#### TAREFA 1
Responda, com base no texto sobre os formatos físicos digitais:
(a) Que formato se seguiu aos DVD?
(b) Que extras são indicados entre parênteses?
(c) Em que tipo de caixas vinham algumas boxsets?
#### TAREFA 2
Prossiga o texto sobre os formatos físicos digitais a partir da última frase apresentada.

___ TEXTO FORNECIDO

Algures num passado bem recente, prometeram-se mundos e fundos com os formatos físicos digitais. Os DVD, depois os Blu-ray, seriam essenciais para se usufruir dos conteúdos audiovisuais em casa. Ter o objeto, guardá-lo, abraçar a melhor qualidade de imagem e som e aceitar um acumular de extras (os filmes e os episódios comentados) que valiam o dinheiro investido. Existia o objeto singular, o DVD, o Blu-ray, fosse com um único filme ou com mais do que uma rodela, a fim de haver espaço suficiente para uma temporada inteira numa humilde caixinha. As boxsets não demoraram, objetos mais gordos, com mais coisas, por vezes com extras físicos, noutras em caixas de metal, em algumas com tudo isso junto, para fazer render a massificação de umas quantas marcas de mobiliário e a necessidade de ter mais prateleiras.

______
___ CONJUNTO DE DADOS

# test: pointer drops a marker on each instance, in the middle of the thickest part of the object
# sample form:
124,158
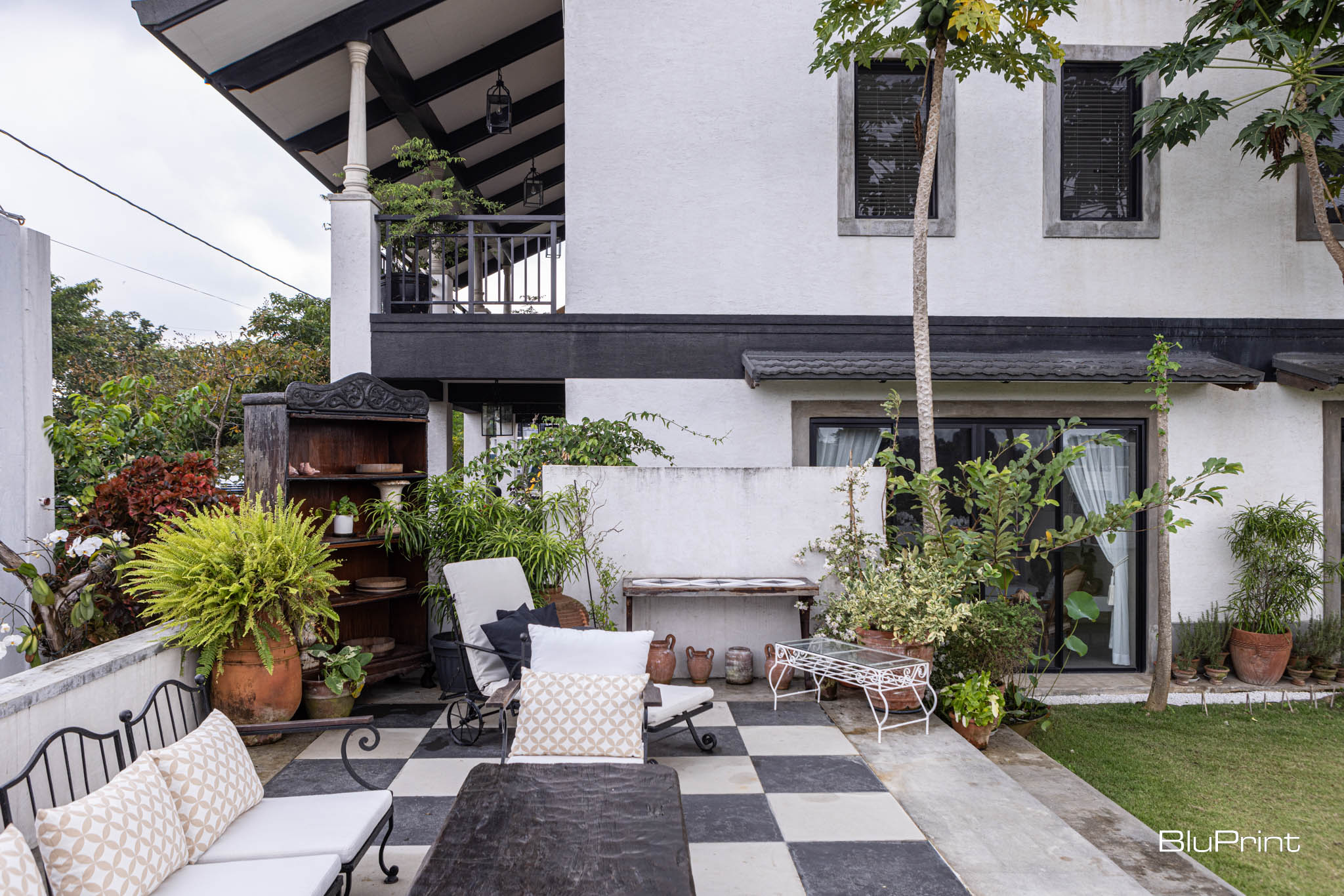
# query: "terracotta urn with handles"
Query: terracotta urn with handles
698,664
662,664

______

#### RESULTADO DO EXERCÍCIO 1
(a) O Blu-ray.
(b) Os filmes e os episódios comentados.
(c) Em caixas de metal.

#### RESULTADO DO EXERCÍCIO 2
Elas ainda existem, ainda há quem as queira, quem as compre (as caixas e as prateleiras, claro). Talvez não se vejam tanto nas lojas, se ainda entrarmos nas loja. Ainda estão lá, não necessariamente por resistência ao streaming, mas porque haverá sempre algo transformativo num objeto. O que existe, cada vez menos, são séries que fiquem bem nessas boxsets. Ou que precisem delas. Porque o conceito “para se guardar” ou mudou ou desapareceu completamente. Isto a propósito de Masters Of The Air, irmã mais nova de Band Of Brothers e The Pacific, séries que se estrearam noutra vida (2001 e 2010, respetivamente). O que agora nos chega é um capítulo recém criado, que regressa aos eventos da Segunda Guerra Mundial, ficcionados por um esforço de produção que une Tom Hanks, Steven Spielberg e Gary Goetzman e que, de certa forma, é a terceira continuação espiritual do filme O Resgate do Soldado Ryan (1988).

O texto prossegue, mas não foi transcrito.